▸ Selected text
━━━━━━━━
You may require some or all of these tests and they will be explained to you on the day
- Electrocardiogram (ECG, or in the USA it is called EKG). This is a tracing of the electrical activity in the heart. It is done by placing 10 ‘electrodes’ (stickers) on the wrists, ankles and across the left chest, attaching wires to the stickers and recording the electrical activity which is printed onto paper. No electricity is passed to the patient. The test takes about five minutes from start to finish, and the only discomfort can be in removing the ‘stickers’ at the end.
- Echocardiogram (ECHO). This is an ultrasound scan of the heart. This is done to look for heart muscle problems, holes in the heart, leaky valves and to measure the pump function of the heart. If you have been told you have a murmur, this is often the best test to see if this is an important murmur or an ‘innocent’ murmur. You lie (often on your side) on an examination couch and we use a cold jelly on the tip of a ‘’probe’ which is pressed against the chest to take pictures of the heart. This is very similar to the scan that pregnant women get of their babies, and even can make similar noises from time to time. The test can take anything from 15-30 minutes to perform. It should not be uncomfortable, just sometimes it is hard to lie still for the duration of the test.
- Exercise stress test. For this test we attach the same stickers and wires for the ECG as above, and then we get you to either walk on the treadmill or cycle an exercise bike while we watch your heart tracing. The treadmill gets a bit faster and steeper every 2-3 minutes, which gets your heart pumping quite fast, but most people don’t need to run to give us the information we need. On the bike the same effect is achieved by making the pedals stiffer every 2- 3 minutes. This helps us to look for any signs of reduced blood supply to heart muscle due to coronary artery disease (blockages or hardening of the arteries), and also can help bring on some changes associated with some of the electrical conditions such as Long QT and CPVT. We also monitor your blood pressure carefully while you exercise. We ask you to does much exercise as you feel comfortable with so we can see how your heart acts when put under a little pressure. Most people exercise between four and 12 minutes. We continue to monitor your heart as you recover for five to 10 minutes. This complete test takes approximately 20 to 30 minutes.
- 24-hour ECG (or Holter) uses a small box the size of a mobile phone, from which three or five leads (wires) are attached by sticky pads to your chest. The ECG monitor continuously records the heartbeat over 24 – 48 hours. Sometimes, if you have reported symptoms of palpitations or change in your heart beat, we may give you a monitor that you wear for six days (we give you extra stickers so that you can take them off to wash). Depending on where you live, we either ask you to drop the monitor back into us, or else post it back to us by registered post.
━━━━━━━━
▸ Record excerpts
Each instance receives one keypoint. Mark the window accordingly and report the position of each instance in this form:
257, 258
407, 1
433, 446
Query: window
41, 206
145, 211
━━━━━━━━
▸ Task to carry out
Please edit the passage on heart tests by giving the stretch from "You may require" through "at the end." again, with every "stickers" replaced by "sticky pads".

▸ Result of the exercise
You may require some or all of these tests and they will be explained to you on the day
- Electrocardiogram (ECG, or in the USA it is called EKG). This is a tracing of the electrical activity in the heart. It is done by placing 10 ‘electrodes’ (sticky pads) on the wrists, ankles and across the left chest, attaching wires to the sticky pads and recording the electrical activity which is printed onto paper. No electricity is passed to the patient. The test takes about five minutes from start to finish, and the only discomfort can be in removing the ‘sticky pads’ at the end.